# Try it
No line before the one containing "Task: place one keypoint per instance of the egg" is to be output; retype exactly that line and all lines that follow it to the end of the records.

Stored dataset items:
######

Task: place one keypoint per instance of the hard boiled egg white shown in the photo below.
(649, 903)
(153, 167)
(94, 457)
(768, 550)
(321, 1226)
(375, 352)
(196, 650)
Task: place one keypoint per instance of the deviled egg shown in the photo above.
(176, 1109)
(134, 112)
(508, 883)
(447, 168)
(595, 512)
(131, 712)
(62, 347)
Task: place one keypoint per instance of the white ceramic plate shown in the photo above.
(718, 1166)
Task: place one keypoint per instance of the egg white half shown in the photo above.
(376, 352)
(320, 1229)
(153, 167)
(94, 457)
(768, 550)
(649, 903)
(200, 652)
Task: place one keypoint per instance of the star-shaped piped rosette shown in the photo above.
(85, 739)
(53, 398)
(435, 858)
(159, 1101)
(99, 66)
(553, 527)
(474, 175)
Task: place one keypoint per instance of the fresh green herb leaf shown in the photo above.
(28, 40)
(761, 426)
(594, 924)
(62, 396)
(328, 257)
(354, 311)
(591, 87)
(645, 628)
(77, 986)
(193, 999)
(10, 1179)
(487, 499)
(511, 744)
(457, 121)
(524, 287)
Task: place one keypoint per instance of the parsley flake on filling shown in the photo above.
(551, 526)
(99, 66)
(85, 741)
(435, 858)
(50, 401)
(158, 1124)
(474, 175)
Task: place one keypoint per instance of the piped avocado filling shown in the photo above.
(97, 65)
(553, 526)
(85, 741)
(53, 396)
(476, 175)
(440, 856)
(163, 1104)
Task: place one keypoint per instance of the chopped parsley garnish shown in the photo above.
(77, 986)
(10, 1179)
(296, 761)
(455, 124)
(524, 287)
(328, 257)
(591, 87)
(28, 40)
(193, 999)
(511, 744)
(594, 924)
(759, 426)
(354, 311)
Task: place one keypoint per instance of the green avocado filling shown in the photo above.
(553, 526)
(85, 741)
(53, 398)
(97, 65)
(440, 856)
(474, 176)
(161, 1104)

######

# Written solution
Task: place one keypoint per instance of the egg white half shown in the photo above.
(376, 352)
(320, 1229)
(153, 167)
(94, 457)
(768, 550)
(649, 903)
(200, 652)
Task: place one keypoint per instance of the star-shaped piped rosette shown in the photo above.
(85, 739)
(53, 398)
(435, 858)
(159, 1101)
(99, 66)
(553, 527)
(474, 175)
Task: place one keypoint per instance of the fresh green herb leaf shown in the photo above.
(28, 40)
(761, 426)
(594, 924)
(62, 396)
(328, 257)
(354, 311)
(591, 87)
(645, 628)
(77, 986)
(193, 999)
(10, 1179)
(487, 499)
(511, 744)
(457, 121)
(524, 287)
Task: place one keypoint per instance of the parsley flake on filling shown in the photo above.
(551, 526)
(99, 66)
(85, 741)
(435, 858)
(50, 401)
(158, 1124)
(474, 175)
Task: place one keypoint per instance of the piped avocado filling shown in the photo above.
(97, 65)
(553, 526)
(85, 741)
(53, 396)
(476, 175)
(440, 856)
(163, 1104)
Task: place one keypoint per instance of the chopped parsley garnish shown in the photo above.
(77, 986)
(10, 1179)
(296, 761)
(455, 124)
(524, 287)
(328, 257)
(591, 87)
(28, 40)
(193, 999)
(511, 744)
(594, 924)
(759, 426)
(354, 311)
Task: place one keypoint per instance of the green avocado filling shown in the photo above.
(553, 526)
(85, 741)
(53, 398)
(97, 65)
(440, 856)
(474, 176)
(161, 1104)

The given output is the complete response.